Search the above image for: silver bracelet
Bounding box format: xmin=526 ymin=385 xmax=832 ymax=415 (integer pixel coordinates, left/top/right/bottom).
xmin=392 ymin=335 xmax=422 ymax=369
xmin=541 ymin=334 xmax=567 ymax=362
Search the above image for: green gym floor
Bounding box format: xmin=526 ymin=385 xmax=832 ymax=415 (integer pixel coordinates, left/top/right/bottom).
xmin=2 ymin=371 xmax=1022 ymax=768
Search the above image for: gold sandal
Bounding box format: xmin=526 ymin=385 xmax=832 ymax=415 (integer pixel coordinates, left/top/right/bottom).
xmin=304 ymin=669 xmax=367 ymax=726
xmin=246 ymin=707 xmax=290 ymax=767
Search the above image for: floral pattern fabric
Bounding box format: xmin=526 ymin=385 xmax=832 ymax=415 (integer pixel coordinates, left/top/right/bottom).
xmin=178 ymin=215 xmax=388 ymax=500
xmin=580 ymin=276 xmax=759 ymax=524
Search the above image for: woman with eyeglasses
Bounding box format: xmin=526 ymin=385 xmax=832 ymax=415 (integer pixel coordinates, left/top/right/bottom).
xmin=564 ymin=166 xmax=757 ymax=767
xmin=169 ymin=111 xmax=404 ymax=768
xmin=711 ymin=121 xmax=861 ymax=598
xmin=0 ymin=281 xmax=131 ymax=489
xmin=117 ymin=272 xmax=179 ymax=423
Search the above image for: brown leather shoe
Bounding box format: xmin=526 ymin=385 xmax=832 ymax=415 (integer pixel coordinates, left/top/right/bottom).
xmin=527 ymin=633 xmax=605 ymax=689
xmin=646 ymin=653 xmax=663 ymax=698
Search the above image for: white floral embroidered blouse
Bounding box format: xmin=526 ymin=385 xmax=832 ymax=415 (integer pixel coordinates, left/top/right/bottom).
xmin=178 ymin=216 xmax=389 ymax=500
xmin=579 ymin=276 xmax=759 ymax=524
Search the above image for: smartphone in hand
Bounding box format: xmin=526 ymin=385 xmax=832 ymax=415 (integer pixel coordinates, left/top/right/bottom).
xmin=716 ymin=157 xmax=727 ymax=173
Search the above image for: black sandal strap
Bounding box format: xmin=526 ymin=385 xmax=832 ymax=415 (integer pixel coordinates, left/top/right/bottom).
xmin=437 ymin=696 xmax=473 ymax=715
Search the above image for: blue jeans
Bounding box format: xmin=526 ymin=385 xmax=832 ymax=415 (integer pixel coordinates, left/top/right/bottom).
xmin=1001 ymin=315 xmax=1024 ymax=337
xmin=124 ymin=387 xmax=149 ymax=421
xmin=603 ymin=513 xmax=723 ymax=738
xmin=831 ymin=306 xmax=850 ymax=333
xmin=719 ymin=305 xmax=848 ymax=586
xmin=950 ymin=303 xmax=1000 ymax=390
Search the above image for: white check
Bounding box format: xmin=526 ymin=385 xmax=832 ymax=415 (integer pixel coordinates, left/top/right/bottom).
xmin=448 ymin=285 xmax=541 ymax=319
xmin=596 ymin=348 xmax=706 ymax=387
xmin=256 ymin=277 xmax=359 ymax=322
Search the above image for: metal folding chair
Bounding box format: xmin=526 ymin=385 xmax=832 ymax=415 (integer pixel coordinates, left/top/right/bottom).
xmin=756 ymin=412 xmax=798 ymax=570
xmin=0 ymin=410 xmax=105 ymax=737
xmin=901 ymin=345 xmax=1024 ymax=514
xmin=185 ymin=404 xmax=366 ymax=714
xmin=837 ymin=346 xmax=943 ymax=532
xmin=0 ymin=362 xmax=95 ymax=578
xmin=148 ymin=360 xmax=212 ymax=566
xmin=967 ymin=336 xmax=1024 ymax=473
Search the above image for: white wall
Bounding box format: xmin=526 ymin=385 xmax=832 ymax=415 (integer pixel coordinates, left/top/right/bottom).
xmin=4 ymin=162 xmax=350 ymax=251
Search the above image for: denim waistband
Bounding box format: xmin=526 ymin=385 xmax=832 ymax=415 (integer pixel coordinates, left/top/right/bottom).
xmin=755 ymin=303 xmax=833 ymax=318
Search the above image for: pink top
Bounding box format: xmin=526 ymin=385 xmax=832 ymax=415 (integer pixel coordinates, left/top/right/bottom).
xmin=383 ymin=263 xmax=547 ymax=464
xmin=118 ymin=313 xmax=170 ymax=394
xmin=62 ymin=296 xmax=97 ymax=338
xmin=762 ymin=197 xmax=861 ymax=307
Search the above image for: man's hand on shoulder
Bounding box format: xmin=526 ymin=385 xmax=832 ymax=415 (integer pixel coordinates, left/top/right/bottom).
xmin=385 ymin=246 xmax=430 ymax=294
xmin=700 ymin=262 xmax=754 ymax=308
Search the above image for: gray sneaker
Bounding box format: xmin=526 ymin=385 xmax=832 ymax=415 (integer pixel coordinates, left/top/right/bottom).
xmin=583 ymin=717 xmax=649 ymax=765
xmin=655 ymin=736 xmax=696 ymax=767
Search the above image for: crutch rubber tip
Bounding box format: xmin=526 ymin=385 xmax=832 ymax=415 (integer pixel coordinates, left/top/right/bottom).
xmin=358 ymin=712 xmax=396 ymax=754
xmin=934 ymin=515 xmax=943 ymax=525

→ **DIRECTIONS**: Using the entries above, output exactly the lines between the line holding "Search the above image for: blue jeans" and the line holding "Search the above image for: pink top", end lines included, and nothing more.

→ **OUTPUT FOR THIS EXERCISE**:
Search the above image for: blue jeans
Bounding box format: xmin=526 ymin=385 xmax=832 ymax=415 (integer pixel coordinates, left/top/right/bottom).
xmin=1001 ymin=315 xmax=1024 ymax=337
xmin=124 ymin=387 xmax=149 ymax=421
xmin=603 ymin=513 xmax=723 ymax=738
xmin=831 ymin=306 xmax=850 ymax=333
xmin=719 ymin=305 xmax=848 ymax=586
xmin=950 ymin=303 xmax=1000 ymax=390
Search the above image for: white check
Bounding box format: xmin=526 ymin=385 xmax=832 ymax=415 (integer pixel coordinates, left/top/right/bottom).
xmin=448 ymin=285 xmax=541 ymax=319
xmin=596 ymin=348 xmax=706 ymax=387
xmin=256 ymin=277 xmax=359 ymax=322
Search the above image for: metal folding chair
Bounding box format: xmin=526 ymin=385 xmax=832 ymax=415 (integer pixel coordinates, left/top/right/bottom).
xmin=756 ymin=412 xmax=798 ymax=570
xmin=0 ymin=410 xmax=105 ymax=737
xmin=901 ymin=345 xmax=1024 ymax=514
xmin=185 ymin=404 xmax=366 ymax=714
xmin=837 ymin=346 xmax=943 ymax=532
xmin=0 ymin=362 xmax=95 ymax=578
xmin=148 ymin=360 xmax=212 ymax=566
xmin=967 ymin=336 xmax=1024 ymax=473
Search the above image for: white wall
Bounding box format: xmin=526 ymin=385 xmax=832 ymax=415 (integer pixel coordinates, left/top/right/bottom).
xmin=4 ymin=162 xmax=350 ymax=251
Search the above image for: denim waistband
Bounding box format: xmin=526 ymin=385 xmax=832 ymax=415 (integer pixel coordinates, left/top/right/bottom).
xmin=755 ymin=303 xmax=833 ymax=318
Search the above image for: pink top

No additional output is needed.